Dataset content:
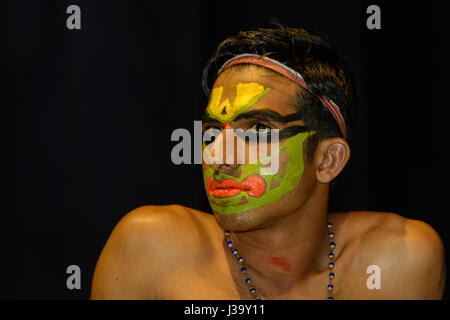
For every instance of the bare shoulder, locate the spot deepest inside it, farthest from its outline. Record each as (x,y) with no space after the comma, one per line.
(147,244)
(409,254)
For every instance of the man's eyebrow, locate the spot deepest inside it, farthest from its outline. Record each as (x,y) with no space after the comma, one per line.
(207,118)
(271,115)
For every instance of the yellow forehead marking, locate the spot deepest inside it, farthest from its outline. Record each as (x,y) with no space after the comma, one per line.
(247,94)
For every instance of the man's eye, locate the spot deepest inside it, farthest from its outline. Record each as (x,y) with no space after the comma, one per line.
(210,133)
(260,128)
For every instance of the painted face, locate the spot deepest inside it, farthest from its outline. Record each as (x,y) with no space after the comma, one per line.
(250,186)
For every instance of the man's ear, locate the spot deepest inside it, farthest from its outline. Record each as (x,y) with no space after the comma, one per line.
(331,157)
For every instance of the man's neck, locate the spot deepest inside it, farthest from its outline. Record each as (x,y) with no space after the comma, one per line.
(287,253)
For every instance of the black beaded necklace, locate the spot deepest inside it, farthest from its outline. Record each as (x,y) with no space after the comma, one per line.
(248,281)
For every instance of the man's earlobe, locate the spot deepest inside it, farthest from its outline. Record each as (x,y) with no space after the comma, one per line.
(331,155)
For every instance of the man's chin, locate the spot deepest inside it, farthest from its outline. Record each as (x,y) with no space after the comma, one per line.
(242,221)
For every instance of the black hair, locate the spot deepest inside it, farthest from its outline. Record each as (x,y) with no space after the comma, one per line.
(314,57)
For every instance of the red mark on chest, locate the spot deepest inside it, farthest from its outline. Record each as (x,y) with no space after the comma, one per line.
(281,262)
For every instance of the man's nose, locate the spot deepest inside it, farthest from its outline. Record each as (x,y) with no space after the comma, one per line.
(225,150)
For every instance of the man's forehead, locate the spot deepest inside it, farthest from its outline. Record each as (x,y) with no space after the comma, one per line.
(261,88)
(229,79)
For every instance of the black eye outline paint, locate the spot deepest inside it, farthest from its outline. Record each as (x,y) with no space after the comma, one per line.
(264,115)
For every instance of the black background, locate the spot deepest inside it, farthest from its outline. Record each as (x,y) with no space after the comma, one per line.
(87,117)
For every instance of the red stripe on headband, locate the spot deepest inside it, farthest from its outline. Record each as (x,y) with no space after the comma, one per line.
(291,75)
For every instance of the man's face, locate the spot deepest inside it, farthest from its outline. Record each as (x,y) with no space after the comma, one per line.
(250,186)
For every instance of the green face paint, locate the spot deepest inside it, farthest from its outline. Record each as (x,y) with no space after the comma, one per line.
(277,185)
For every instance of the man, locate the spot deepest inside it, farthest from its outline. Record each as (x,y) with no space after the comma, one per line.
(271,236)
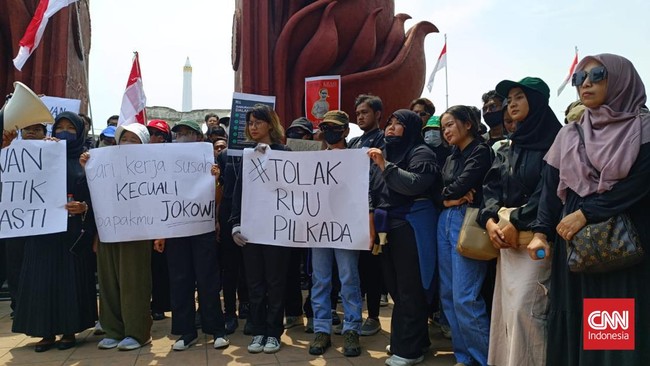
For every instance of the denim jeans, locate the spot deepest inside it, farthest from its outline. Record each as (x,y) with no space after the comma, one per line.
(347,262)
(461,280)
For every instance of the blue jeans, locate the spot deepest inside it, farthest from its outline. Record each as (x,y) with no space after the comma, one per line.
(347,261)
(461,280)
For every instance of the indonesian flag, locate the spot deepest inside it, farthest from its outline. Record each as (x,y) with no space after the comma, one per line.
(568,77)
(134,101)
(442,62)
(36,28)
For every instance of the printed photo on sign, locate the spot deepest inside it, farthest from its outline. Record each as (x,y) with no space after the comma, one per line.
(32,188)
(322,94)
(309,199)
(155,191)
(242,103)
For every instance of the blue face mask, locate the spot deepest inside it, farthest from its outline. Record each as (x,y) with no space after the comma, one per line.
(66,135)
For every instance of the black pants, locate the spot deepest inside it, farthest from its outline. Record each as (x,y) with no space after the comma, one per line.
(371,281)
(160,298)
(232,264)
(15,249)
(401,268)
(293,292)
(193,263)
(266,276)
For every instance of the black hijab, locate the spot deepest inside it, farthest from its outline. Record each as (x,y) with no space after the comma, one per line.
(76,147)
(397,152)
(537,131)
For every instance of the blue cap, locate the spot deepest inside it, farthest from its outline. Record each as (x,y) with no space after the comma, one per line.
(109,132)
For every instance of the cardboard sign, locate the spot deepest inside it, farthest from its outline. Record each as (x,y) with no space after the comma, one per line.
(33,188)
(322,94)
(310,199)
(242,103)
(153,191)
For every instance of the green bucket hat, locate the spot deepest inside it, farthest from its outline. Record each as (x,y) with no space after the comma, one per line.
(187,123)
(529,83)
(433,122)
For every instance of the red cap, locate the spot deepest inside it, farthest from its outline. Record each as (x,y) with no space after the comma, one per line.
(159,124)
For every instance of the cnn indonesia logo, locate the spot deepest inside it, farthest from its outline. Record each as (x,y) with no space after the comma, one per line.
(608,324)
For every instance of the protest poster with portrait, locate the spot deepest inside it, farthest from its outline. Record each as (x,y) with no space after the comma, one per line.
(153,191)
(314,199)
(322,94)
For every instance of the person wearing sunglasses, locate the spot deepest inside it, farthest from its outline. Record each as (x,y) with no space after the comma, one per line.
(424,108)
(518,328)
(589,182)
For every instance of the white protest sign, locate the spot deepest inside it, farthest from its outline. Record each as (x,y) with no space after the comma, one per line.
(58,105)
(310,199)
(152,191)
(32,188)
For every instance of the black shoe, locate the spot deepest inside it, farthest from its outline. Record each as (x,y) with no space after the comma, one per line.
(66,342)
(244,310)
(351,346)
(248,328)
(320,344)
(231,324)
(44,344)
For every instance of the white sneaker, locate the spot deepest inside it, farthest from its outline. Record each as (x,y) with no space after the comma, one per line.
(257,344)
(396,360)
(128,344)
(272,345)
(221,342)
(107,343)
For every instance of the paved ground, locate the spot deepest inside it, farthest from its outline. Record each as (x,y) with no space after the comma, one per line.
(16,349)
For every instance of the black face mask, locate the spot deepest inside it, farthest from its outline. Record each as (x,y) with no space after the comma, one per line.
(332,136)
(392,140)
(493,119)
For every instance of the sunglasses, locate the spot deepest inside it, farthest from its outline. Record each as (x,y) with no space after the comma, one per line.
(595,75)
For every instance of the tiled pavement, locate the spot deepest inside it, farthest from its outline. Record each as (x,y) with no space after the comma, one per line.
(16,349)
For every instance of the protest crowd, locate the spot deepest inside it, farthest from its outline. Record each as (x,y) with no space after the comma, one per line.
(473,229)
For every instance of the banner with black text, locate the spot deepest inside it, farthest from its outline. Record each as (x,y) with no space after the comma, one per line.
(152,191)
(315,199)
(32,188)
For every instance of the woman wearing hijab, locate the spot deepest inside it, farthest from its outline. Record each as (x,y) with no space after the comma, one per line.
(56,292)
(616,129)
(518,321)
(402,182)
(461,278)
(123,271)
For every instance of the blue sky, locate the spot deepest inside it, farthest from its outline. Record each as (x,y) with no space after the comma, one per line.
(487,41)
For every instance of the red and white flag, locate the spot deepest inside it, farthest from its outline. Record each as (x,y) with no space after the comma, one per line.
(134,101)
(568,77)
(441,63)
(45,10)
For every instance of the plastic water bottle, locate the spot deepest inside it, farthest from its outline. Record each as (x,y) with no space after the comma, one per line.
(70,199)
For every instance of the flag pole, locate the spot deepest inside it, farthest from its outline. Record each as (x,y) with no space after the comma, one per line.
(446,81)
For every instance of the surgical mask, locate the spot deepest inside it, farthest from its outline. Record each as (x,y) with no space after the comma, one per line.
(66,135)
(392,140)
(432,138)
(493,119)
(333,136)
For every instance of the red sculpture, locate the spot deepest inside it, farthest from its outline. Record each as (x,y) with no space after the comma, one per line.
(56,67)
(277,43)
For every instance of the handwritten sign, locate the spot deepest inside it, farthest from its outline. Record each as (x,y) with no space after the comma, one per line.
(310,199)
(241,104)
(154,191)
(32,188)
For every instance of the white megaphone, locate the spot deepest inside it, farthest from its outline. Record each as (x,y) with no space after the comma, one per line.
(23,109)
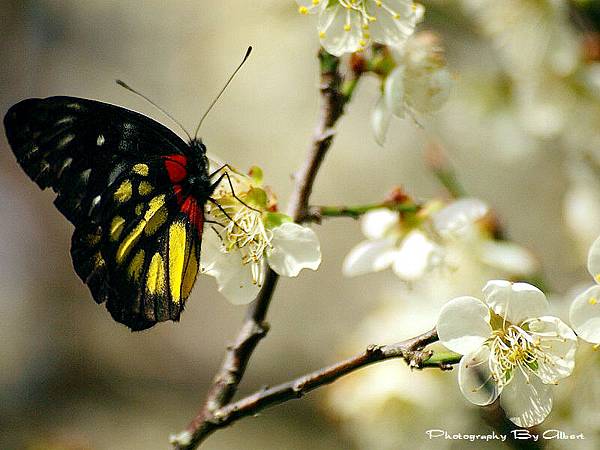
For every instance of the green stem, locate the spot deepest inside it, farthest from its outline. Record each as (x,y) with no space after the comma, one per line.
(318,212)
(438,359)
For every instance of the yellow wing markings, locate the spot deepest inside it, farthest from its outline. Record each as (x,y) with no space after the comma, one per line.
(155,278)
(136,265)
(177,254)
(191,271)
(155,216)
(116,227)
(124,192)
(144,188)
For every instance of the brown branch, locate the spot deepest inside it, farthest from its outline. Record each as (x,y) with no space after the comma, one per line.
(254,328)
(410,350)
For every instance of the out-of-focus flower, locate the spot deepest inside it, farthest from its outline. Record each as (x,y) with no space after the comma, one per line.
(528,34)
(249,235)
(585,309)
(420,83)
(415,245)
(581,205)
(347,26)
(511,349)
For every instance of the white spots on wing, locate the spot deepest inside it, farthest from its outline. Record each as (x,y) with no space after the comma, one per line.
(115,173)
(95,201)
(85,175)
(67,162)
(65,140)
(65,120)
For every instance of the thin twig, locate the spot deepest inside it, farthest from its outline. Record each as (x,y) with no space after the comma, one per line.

--

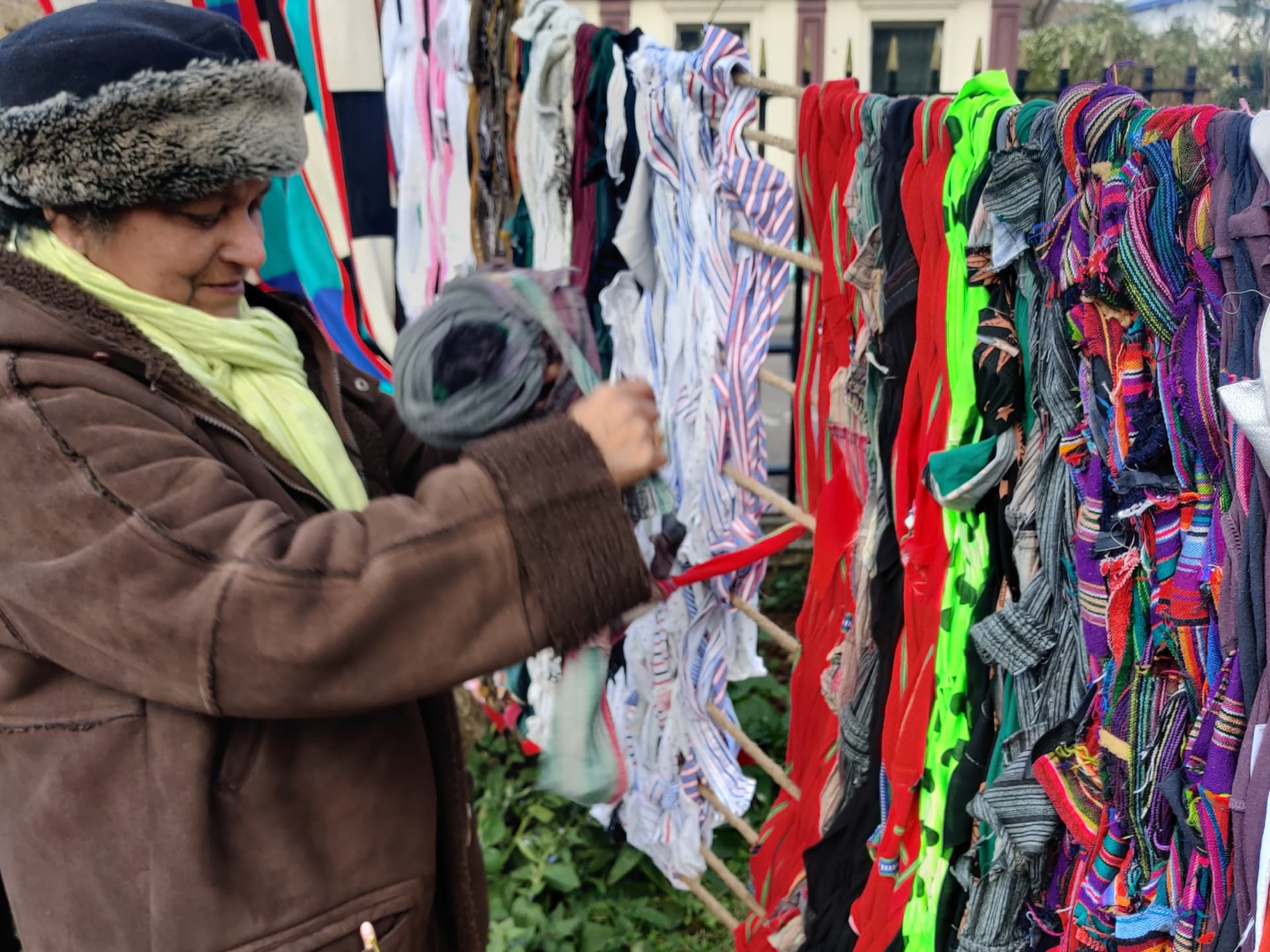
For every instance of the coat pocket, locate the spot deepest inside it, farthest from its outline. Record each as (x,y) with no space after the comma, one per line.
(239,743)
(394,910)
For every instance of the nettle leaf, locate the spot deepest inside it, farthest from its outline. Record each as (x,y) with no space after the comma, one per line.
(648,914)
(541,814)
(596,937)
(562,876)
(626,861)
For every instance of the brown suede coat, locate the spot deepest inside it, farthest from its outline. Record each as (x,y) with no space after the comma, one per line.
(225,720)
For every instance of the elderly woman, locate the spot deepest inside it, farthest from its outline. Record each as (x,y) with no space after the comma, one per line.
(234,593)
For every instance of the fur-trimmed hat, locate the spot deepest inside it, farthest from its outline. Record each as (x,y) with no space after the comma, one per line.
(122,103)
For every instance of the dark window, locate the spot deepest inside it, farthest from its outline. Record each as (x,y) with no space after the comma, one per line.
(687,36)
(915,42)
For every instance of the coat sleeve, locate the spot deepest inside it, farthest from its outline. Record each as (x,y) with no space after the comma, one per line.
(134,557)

...

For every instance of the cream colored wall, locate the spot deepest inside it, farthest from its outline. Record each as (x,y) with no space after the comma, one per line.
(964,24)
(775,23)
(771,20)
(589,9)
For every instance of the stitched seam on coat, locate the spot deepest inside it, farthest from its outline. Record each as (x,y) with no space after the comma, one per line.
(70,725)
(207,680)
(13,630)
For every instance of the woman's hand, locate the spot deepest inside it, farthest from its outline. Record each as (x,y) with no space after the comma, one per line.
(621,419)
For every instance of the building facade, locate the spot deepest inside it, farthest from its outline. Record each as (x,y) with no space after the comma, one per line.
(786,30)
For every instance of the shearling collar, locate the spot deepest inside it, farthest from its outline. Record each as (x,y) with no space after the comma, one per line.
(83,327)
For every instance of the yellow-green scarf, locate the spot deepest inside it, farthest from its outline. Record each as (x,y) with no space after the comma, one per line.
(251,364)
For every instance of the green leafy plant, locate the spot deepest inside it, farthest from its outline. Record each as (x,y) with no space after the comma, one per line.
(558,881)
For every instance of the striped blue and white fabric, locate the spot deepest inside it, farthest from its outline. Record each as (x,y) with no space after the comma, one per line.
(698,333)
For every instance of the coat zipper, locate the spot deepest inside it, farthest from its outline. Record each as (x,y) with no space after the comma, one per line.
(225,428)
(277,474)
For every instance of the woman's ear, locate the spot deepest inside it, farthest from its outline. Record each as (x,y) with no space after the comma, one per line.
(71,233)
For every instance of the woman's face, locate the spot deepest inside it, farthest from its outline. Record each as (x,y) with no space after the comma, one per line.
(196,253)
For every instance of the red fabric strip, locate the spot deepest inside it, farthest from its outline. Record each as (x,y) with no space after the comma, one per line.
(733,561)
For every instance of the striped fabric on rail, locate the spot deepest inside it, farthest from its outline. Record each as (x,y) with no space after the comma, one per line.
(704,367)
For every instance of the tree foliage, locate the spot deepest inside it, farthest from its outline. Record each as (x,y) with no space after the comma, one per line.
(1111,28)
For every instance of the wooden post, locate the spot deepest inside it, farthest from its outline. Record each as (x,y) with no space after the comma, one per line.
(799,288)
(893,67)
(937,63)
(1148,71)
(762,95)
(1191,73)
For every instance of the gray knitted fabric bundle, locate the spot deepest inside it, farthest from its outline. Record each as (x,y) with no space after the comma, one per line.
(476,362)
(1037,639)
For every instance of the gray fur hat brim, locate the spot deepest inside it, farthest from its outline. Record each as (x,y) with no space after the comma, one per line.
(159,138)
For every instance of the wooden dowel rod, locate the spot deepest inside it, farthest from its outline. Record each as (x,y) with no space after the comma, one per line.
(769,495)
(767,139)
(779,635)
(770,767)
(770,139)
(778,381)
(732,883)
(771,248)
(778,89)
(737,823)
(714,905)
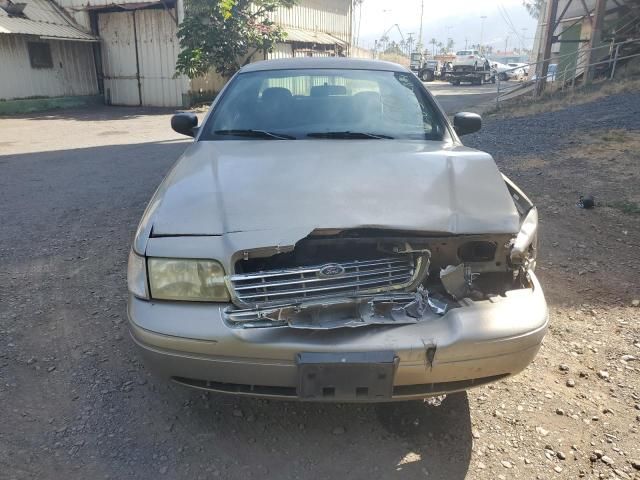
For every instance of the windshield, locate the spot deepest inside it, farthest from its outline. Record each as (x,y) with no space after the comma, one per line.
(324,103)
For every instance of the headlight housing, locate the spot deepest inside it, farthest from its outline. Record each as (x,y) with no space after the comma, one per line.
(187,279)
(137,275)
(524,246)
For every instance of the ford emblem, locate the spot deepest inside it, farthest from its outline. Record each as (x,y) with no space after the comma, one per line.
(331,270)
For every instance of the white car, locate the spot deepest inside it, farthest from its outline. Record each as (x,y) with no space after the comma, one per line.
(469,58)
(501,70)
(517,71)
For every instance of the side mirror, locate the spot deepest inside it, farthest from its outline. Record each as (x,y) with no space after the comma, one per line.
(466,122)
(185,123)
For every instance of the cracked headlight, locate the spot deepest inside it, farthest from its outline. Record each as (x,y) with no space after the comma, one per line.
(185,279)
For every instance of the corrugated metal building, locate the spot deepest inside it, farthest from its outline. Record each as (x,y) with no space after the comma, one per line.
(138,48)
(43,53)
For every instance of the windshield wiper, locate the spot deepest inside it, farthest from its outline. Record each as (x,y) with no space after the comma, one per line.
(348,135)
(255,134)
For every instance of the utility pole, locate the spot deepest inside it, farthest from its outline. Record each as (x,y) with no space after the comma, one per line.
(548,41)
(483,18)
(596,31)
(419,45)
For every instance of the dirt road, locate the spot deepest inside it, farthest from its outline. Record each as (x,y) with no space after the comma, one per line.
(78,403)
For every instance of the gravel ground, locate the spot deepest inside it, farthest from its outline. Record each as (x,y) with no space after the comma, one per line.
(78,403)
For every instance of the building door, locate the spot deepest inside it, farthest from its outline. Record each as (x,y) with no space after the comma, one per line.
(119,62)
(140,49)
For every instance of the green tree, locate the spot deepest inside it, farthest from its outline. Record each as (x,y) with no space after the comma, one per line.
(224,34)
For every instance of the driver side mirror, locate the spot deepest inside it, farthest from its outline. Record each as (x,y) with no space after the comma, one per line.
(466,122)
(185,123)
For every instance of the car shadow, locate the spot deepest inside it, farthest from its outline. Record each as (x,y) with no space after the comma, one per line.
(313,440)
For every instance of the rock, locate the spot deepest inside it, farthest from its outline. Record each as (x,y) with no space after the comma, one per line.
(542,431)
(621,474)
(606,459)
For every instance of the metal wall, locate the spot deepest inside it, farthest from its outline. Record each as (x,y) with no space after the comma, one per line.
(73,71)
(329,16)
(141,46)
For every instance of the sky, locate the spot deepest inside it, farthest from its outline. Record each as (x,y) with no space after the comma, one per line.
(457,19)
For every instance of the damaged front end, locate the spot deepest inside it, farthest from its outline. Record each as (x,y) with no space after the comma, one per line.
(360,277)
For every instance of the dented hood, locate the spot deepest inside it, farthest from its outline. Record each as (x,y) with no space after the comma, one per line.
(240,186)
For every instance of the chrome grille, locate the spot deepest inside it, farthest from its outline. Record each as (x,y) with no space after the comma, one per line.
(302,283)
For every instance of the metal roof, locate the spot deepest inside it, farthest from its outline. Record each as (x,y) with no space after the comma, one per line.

Task objective:
Copy every line of the rows above that contains the word "headlight".

Answer to this task:
For every instance of the headlight housing, locate the spot deepest inside it, farthest from its outline. Record each as (x,y) with no space after the comma, one per line.
For every instance of the cracked headlight, locate the spot deepest inside it, farthest from its outline. Record each as (x,y) with no space after the comma, one per line.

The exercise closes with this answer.